> **抜粋テキスト**:
-*-*-

サーバーレスコンピューティングでのモデルトレーニング

[アーティクル]
11/16/2023

適用対象:Azure CLI ml extension v2 (現行)Python SDK azure-ai-ml v2 (現行)

スケーラブルな方法でモデルをトレーニングするためにコンピューティングを作成して管理する必要はなくなりました。代わりに、サーバーレスコンピューティングと呼ばれる新しいコンピューティングターゲットの種類にジョブを送信できます。サーバーレスコンピューティングは、Azure Machine Learning でトレーニングジョブを実行する最も簡単な方法です。サーバーレスコンピューティングは、フルマネージドのオンデマンドコンピューティングです。 Azure Machine Learning では、コンピューティングの作成、スケーリング、管理が行われます。サーバーレスコンピューティングによるモデルトレーニングを通じて、機械学習の専門家は機械学習モデルの構築に関する専門知識に集中でき、コンピューティングインフラストラクチャやその設定について学ぶ必要がありません。

機械学習の専門家は、ジョブに必要なリソースを指定できます。 Azure Machine Learning でコンピューティングインフラストラクチャが管理され、マネージドネットワーク分離により負担が軽減されます。

また、各ジョブに最適なリソースを指定することで、企業はコストを削減できます。 IT 管理者は引き続き、サブスクリプションおおびワークスペースレベルでコアクォータを指定することで制御を適用し、Azure ポリシーを適用できます。

-*-*-

> **データ内容**:
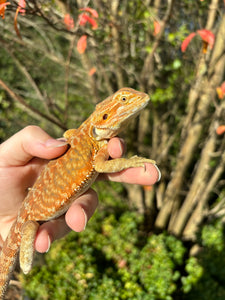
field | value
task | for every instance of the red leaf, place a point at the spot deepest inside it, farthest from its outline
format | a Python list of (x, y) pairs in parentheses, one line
[(92, 11), (221, 90), (207, 36), (15, 23), (187, 41), (84, 18), (92, 71), (82, 44), (68, 21), (157, 27), (22, 5), (220, 130), (3, 5)]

-*-*-

> **取り組む課題**:
1) サーバーレスコンピューティングでのモデルトレーニングに関する記事では、機械学習の専門家がコンピューティングインフラストラクチャやその設定を学ばずにモデル構築に集中できる理由が述べられています。その理由を1〜3文で説明してください。
2) サーバーレスコンピューティングでのモデルトレーニングに関する記事を、最後の文の後から書き継いでください。

> **設問別回答**:
1) サーバーレスコンピューティングはフルマネージドのオンデマンドコンピューティングです。コンピューティングの作成、スケーリング、管理は Azure Machine Learning が行うため、専門家はインフラストラクチャを自分で扱う必要がなく、機械学習モデルの構築に関する専門知識に集中できます。

2)
サーバーレスコンピューティングを使用すると、LLAMA 2 などのモデルカタログ内のモデルを微調整できます。サーバーレスコンピューティングは、Azure Machine Learning スタジオ、SDK、CLI からすべての種類のジョブを実行するために使用できます。サーバーレスコンピューティングは、環境イメージの構築や責任ある AI ダッシュボードのシナリオにも使用できます。サーバーレスジョブは、Azure Machine Learning コンピューティングクォータと同じクォータを使います。標準 (専用) レベルまたはスポット (低優先度) VM を選択できます。マネージド ID とユーザー ID は、サーバーレスジョブでサポートされています。課金モデルは、Azure Machine Learning コンピューティングと同じです。

サーバーレスコンピューティングの利点

Azure Machine Learning は、コンピューティングインフラストラクチャの作成、設定、スケーリング、削除、修正プログラムの適用を管理し、管理オーバーヘッドを削減します
コンピューティング、さまざまなコンピューティングの種類、関連プロパティについて学ぶ必要はありません。
必要な VM サイズごとにクラスターを作成し、同じ設定を使い、ワークスペースごとにレプリケーションを繰り返し行う必要がありません。
インスタンスの種類 (VM サイズ) とインスタンス数の観点から、各ジョブが必要とするリソースを実行時に正確に指定することで、コストを最適化できます。ジョブの使用率メトリックを監視して、ジョブに必要なリソースを最適化できます。
ジョブの実行に関連するステップの削減
ジョブの送信をさらに簡略化するために、リソースを完全にスキップできます。 Azure Machine Learning では、インスタンス数が既定値で設定され、クォータ、コスト、パフォーマンス、ディスクサイズなどの要因に基づいてインスタンスの種類 (VM サイズ) が選択されます。
場合によっては、ジョブの実行が開始されるまでの待機時間が短くなります。
ジョブの送信では、ユーザー ID とワークスペースユーザー割り当てマネージド ID がサポートされています。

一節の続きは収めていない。